--- Instructions to follow ---
Transcribe the records below exactly, from their first line through the line containing "of the vanity". Omit every line after it.

--- Provided data ---
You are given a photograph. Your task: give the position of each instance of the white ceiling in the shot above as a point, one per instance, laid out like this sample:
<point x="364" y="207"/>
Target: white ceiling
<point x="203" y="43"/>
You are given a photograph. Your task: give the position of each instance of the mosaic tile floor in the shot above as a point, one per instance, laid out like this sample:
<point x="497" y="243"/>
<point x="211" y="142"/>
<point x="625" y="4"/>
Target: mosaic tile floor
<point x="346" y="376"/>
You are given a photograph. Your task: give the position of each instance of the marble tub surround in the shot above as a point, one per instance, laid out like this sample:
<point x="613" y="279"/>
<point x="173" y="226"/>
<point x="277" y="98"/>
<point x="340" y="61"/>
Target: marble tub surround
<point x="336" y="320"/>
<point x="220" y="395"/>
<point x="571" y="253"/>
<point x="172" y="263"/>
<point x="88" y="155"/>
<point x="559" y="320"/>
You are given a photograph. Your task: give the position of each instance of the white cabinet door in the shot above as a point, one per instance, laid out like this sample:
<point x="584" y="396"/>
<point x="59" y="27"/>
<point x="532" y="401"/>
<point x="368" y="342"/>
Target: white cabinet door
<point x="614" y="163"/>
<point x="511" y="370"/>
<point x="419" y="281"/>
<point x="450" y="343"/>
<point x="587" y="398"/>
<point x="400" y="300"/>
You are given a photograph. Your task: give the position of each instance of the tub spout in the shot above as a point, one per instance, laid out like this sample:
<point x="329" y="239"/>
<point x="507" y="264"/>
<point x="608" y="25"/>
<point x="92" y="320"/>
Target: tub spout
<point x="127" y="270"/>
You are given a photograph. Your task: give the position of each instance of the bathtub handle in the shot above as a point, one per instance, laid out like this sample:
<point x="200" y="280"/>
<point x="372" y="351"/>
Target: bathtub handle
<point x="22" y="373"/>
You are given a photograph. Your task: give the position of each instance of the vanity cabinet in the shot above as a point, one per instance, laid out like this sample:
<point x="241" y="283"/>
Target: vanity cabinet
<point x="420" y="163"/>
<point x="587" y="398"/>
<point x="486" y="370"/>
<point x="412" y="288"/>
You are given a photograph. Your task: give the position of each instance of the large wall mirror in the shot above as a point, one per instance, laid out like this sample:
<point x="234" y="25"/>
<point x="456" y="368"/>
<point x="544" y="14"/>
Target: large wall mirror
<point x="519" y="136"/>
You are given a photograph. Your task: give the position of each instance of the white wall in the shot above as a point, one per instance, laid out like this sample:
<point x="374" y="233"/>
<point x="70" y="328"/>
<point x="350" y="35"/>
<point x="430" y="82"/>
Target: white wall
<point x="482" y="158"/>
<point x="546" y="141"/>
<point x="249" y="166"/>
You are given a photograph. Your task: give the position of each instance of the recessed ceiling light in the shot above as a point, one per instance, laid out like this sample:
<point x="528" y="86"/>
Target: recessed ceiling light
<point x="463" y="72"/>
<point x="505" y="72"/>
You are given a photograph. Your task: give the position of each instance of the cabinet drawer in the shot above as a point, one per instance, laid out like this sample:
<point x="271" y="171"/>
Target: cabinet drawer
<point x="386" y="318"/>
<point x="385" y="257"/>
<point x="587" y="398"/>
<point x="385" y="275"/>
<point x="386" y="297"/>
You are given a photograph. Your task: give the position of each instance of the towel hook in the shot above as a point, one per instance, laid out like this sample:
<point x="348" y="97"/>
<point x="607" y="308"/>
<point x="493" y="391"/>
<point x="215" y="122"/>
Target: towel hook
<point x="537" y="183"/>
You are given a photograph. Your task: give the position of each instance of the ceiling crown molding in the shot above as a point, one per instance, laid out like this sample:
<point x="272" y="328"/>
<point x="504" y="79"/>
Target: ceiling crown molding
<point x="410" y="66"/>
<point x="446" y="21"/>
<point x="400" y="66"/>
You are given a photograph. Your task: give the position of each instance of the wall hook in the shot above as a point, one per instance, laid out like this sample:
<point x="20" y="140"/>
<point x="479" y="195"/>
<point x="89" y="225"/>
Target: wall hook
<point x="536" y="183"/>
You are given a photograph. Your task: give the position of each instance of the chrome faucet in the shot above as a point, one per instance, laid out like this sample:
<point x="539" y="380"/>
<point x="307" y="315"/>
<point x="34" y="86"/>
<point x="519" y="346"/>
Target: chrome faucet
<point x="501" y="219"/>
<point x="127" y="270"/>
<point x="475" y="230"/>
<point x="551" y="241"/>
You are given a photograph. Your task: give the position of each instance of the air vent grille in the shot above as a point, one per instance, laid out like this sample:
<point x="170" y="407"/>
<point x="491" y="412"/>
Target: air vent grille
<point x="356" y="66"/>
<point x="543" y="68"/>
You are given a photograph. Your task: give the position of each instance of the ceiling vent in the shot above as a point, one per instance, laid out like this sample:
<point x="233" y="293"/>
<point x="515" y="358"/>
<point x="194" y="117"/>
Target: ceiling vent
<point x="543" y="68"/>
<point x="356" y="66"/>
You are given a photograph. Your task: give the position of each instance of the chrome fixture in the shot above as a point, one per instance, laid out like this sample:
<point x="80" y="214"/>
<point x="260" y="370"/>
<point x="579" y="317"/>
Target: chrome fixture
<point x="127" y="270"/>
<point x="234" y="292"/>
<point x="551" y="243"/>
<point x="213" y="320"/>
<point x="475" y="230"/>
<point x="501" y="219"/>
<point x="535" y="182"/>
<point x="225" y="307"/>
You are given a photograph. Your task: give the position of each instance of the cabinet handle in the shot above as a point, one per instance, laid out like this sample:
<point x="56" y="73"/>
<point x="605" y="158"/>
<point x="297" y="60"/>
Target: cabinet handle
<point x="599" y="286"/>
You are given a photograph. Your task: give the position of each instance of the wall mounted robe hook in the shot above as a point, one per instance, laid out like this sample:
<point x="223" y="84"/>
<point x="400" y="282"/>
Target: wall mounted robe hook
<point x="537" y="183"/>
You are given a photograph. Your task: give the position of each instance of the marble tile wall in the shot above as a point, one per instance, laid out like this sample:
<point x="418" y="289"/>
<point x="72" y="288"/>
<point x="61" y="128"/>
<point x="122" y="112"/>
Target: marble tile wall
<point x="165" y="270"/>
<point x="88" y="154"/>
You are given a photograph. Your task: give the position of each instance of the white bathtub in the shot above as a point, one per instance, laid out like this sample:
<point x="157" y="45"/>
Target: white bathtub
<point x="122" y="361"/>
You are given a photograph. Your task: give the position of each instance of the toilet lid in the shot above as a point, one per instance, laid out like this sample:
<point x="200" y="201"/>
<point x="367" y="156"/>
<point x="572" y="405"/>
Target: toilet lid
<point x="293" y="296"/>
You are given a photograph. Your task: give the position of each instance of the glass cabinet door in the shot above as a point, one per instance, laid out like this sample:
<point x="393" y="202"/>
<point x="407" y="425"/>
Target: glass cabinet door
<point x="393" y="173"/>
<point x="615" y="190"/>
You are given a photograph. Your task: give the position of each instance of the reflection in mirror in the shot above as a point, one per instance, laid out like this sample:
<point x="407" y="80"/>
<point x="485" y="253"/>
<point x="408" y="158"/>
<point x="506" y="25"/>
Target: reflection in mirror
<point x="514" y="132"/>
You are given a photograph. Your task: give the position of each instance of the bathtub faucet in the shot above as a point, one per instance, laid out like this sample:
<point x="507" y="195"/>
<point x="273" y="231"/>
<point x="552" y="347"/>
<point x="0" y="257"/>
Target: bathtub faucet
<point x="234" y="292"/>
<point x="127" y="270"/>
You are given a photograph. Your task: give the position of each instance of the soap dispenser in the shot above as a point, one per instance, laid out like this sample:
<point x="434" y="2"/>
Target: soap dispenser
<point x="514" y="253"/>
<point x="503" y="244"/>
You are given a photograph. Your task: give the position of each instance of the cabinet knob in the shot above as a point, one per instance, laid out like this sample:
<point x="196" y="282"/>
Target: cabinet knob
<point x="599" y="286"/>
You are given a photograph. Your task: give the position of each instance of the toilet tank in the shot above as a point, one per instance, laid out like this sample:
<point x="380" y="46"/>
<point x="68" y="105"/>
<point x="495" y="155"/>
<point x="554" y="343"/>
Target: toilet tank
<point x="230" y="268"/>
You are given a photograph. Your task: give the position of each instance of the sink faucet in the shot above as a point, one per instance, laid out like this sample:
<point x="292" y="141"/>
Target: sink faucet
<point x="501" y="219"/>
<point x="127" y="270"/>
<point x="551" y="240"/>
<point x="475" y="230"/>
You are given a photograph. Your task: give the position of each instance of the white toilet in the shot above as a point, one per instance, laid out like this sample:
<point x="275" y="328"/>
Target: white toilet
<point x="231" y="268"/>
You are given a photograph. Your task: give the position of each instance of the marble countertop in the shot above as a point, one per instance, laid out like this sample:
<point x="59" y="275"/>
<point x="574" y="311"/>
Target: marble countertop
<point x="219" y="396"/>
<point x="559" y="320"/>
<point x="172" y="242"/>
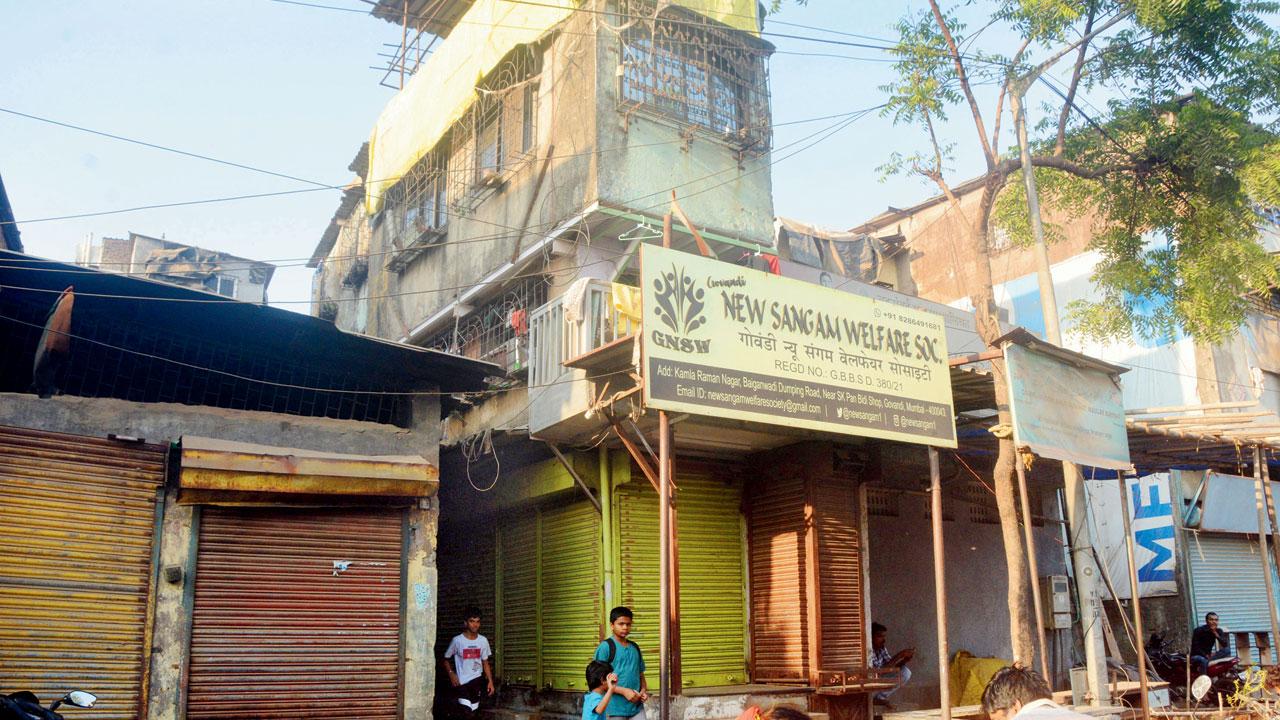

--- Solution for this task ---
You are given a photograph. Your task: give the position of each instance of the white ceiling in the shot above as a point, one per instance, laid out like this sample:
<point x="364" y="207"/>
Target: white ceiling
<point x="203" y="43"/>
You are given a photograph. Your task: give the position of each instance of the mosaic tile floor in the shot above as a point, one per instance, laid out like this sample:
<point x="497" y="243"/>
<point x="211" y="142"/>
<point x="625" y="4"/>
Target: mosaic tile floor
<point x="346" y="376"/>
You are given a photograph. Your task: give the position of each instance of the marble tub surround in the shot above as a point, one per instance, laid out like this sample:
<point x="613" y="279"/>
<point x="173" y="226"/>
<point x="277" y="98"/>
<point x="340" y="61"/>
Target: marble tub surround
<point x="336" y="320"/>
<point x="220" y="395"/>
<point x="571" y="253"/>
<point x="172" y="263"/>
<point x="88" y="155"/>
<point x="559" y="320"/>
You are given a photograph. Your task: give the position of each instance of the white cabinet door in the shot above as a point, one per instance, laid out like this sample:
<point x="584" y="396"/>
<point x="59" y="27"/>
<point x="532" y="401"/>
<point x="368" y="342"/>
Target: white cabinet door
<point x="614" y="163"/>
<point x="511" y="370"/>
<point x="419" y="281"/>
<point x="450" y="343"/>
<point x="587" y="398"/>
<point x="400" y="300"/>
You are given a photograph. Your task: give the position of each instance of the tub spout in the shot above as a point, one per instance, laid out like this sample:
<point x="329" y="239"/>
<point x="507" y="264"/>
<point x="608" y="25"/>
<point x="92" y="320"/>
Target: tub spout
<point x="127" y="270"/>
You are given a photograph. Your task: give the position of each instance of the bathtub handle in the shot above as a point, one per instance, laid out like this sample:
<point x="200" y="280"/>
<point x="372" y="351"/>
Target: bathtub handle
<point x="22" y="373"/>
You are given a photograph. Your task: give the position of each instance of the vanity cabinet in the shot above as a point, one per instance, laid out like this sample:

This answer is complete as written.